• PROBLEM TO SOLVE:
Your answer needs to include each line of the records in which the string "white" can be found.

[Referring expression data]
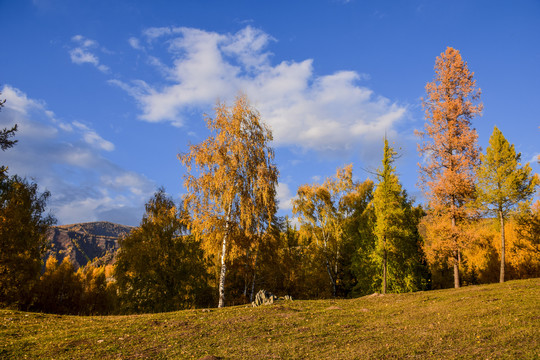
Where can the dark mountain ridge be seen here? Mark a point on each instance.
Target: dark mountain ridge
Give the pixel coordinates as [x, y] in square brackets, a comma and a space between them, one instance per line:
[86, 242]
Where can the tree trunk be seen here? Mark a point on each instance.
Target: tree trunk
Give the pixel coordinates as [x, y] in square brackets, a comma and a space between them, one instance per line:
[221, 302]
[384, 267]
[254, 276]
[456, 254]
[501, 217]
[332, 281]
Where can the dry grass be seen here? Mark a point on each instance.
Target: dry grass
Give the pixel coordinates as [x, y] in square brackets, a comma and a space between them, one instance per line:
[498, 321]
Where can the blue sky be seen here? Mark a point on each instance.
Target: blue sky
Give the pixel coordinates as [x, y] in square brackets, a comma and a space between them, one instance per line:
[107, 93]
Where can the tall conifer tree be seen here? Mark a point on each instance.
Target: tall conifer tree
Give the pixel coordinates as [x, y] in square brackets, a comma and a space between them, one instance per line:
[503, 183]
[389, 212]
[450, 150]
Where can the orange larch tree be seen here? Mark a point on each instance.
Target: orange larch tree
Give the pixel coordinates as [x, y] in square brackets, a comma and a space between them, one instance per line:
[450, 152]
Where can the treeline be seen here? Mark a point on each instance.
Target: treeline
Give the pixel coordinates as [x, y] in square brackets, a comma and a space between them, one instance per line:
[349, 238]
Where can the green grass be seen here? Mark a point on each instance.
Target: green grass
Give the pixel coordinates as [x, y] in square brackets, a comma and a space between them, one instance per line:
[498, 321]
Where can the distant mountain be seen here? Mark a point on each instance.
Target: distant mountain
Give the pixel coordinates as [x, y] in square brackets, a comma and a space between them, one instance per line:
[86, 242]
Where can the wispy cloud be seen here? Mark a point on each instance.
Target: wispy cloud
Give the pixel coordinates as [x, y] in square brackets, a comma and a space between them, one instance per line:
[67, 159]
[284, 196]
[83, 53]
[330, 113]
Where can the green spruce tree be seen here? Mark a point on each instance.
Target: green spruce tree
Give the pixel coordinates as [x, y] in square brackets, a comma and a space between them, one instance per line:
[503, 183]
[389, 212]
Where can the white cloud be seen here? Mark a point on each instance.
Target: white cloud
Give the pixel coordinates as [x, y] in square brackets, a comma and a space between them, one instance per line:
[92, 138]
[134, 43]
[328, 113]
[284, 196]
[83, 55]
[67, 160]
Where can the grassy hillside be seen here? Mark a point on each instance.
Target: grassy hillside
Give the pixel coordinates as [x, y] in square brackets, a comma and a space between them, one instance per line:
[499, 321]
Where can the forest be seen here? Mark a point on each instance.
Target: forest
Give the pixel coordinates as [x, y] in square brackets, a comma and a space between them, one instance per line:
[223, 242]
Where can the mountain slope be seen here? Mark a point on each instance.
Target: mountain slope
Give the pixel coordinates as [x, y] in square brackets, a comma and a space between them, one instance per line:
[85, 242]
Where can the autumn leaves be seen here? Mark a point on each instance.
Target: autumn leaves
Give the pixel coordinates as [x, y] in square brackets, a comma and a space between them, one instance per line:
[231, 184]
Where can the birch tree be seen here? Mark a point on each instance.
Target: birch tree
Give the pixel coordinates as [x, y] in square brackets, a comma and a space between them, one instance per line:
[450, 151]
[503, 183]
[231, 182]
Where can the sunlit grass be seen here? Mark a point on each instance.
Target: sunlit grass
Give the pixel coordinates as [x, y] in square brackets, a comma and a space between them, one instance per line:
[478, 322]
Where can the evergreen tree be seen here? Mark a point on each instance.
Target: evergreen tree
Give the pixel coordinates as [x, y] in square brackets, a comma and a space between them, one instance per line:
[23, 240]
[389, 213]
[159, 267]
[503, 183]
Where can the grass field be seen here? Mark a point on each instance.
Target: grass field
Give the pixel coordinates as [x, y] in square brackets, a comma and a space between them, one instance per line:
[498, 321]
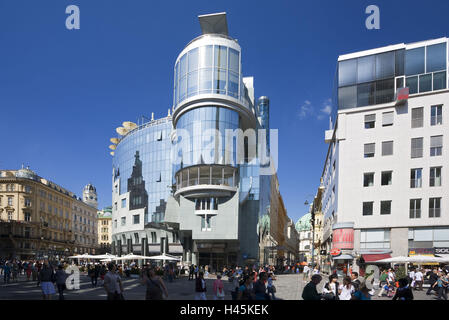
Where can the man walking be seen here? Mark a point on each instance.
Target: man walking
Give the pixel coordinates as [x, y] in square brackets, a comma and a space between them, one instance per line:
[310, 292]
[113, 284]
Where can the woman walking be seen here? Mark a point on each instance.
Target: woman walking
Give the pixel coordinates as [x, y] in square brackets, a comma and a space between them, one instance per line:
[346, 289]
[156, 288]
[200, 287]
[219, 288]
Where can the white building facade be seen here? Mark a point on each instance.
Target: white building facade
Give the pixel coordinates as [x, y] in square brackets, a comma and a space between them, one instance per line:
[386, 173]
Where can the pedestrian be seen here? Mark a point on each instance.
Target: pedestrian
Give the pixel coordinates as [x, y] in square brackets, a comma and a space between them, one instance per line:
[260, 289]
[219, 293]
[113, 284]
[419, 279]
[432, 279]
[270, 287]
[46, 279]
[330, 289]
[305, 272]
[362, 293]
[310, 292]
[6, 272]
[200, 287]
[246, 289]
[404, 292]
[441, 286]
[61, 277]
[156, 289]
[346, 289]
[355, 280]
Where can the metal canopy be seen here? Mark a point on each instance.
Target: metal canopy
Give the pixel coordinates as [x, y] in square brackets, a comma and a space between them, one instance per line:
[214, 23]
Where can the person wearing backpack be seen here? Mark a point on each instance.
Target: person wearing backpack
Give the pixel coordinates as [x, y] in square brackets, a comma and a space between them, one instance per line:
[46, 279]
[156, 288]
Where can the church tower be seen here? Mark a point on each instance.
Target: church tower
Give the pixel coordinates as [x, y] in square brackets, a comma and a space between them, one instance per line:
[90, 195]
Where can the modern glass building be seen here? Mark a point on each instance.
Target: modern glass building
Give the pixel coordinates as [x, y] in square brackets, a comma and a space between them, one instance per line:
[193, 179]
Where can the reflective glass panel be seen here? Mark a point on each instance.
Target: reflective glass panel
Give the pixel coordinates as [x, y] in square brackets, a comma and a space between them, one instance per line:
[347, 97]
[425, 82]
[412, 83]
[414, 61]
[385, 65]
[347, 72]
[365, 69]
[439, 80]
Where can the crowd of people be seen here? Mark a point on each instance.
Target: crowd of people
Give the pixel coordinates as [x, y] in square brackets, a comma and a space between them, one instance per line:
[390, 284]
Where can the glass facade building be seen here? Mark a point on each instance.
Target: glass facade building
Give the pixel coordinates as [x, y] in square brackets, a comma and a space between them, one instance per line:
[152, 143]
[374, 78]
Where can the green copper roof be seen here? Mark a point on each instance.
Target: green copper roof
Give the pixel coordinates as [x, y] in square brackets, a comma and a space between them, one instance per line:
[303, 224]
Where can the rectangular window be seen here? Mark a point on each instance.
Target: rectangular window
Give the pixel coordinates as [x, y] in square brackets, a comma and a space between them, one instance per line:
[412, 83]
[415, 208]
[425, 82]
[414, 61]
[436, 115]
[436, 57]
[370, 120]
[436, 146]
[368, 179]
[435, 177]
[417, 148]
[439, 80]
[387, 118]
[369, 150]
[434, 207]
[387, 148]
[386, 178]
[417, 117]
[368, 208]
[385, 207]
[416, 178]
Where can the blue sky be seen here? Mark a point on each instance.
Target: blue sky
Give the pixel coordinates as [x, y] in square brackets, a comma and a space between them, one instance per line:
[63, 92]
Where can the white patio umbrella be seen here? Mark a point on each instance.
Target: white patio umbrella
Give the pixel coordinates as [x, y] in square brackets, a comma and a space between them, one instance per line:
[131, 257]
[81, 256]
[398, 259]
[164, 257]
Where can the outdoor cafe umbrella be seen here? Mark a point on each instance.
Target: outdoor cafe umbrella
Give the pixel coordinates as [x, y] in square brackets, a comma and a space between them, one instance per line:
[164, 257]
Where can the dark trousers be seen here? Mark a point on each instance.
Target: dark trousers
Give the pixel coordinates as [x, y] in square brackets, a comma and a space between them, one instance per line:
[61, 291]
[429, 291]
[442, 293]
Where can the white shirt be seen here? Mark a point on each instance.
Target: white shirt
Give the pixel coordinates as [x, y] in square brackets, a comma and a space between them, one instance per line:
[418, 276]
[346, 293]
[390, 276]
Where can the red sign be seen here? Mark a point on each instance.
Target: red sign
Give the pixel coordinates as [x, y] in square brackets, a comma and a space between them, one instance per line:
[335, 252]
[343, 239]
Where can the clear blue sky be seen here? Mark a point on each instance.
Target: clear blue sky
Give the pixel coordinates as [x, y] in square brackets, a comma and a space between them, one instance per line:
[63, 93]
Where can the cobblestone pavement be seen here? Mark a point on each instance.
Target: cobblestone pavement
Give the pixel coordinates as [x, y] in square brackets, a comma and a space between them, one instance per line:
[288, 287]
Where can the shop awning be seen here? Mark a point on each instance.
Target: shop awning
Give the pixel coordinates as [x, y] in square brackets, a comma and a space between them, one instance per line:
[375, 257]
[343, 257]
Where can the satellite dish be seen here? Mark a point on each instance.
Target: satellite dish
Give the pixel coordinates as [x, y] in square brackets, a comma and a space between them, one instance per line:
[121, 131]
[128, 125]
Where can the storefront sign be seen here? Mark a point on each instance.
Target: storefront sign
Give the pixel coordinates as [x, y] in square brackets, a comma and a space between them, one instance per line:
[421, 252]
[335, 252]
[343, 238]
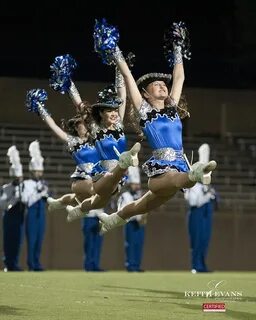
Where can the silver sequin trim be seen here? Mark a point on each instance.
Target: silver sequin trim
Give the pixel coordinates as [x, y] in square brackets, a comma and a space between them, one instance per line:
[154, 171]
[109, 164]
[73, 92]
[87, 167]
[177, 55]
[72, 141]
[119, 79]
[118, 56]
[168, 154]
[147, 108]
[43, 112]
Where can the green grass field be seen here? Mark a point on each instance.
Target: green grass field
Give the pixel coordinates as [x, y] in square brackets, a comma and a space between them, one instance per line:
[66, 295]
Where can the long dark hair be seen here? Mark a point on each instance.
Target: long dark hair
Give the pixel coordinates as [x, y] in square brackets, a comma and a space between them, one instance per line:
[83, 115]
[96, 114]
[132, 118]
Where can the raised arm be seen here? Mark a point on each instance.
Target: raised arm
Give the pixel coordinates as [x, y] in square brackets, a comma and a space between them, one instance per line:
[105, 44]
[35, 100]
[121, 92]
[177, 46]
[129, 80]
[61, 79]
[178, 75]
[45, 116]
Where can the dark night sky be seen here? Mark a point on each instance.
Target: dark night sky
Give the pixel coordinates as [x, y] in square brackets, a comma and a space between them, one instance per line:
[223, 38]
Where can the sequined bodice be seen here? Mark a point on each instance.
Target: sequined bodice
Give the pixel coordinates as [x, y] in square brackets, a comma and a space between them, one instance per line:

• EXERCISE ANSWER:
Where can the white cloud be seen here? Mark a point on each instance.
Target: white cloud
Where can the white building facade be seen here? Mark a point on each instance.
Target: white building facade
Where can the white patio umbrella be seen here? Mark a point on each instance.
Target: white patio umbrella
Where can the white shirt be seen here? Mark a point on each instance.
Target: white shirt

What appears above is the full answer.